— PROBLEM TO SOLVE —
Every line below that contains the word "deal" must be copied.

Spatial localization data:
((

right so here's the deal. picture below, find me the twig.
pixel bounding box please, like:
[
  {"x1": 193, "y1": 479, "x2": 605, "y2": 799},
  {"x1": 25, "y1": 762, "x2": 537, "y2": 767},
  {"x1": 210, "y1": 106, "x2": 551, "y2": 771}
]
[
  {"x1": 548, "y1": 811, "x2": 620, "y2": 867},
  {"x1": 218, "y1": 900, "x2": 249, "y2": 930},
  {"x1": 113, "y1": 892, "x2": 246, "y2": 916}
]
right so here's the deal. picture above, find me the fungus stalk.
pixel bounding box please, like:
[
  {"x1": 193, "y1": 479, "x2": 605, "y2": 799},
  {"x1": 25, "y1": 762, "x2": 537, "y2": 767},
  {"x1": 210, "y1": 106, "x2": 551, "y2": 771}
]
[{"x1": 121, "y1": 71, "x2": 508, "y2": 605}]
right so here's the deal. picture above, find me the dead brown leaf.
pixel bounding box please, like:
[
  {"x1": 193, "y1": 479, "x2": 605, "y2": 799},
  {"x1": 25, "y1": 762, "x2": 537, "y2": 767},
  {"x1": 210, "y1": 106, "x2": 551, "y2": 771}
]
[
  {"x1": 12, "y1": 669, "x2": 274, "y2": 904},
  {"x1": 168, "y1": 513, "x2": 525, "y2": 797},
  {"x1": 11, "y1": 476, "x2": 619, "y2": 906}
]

))

— TASK SOLUTION —
right so here's the deal. picture below, find me the twig.
right so here's the deal. picture above, find me the fungus stalk.
right so here's the deal. picture above, find me the dead brown leaf.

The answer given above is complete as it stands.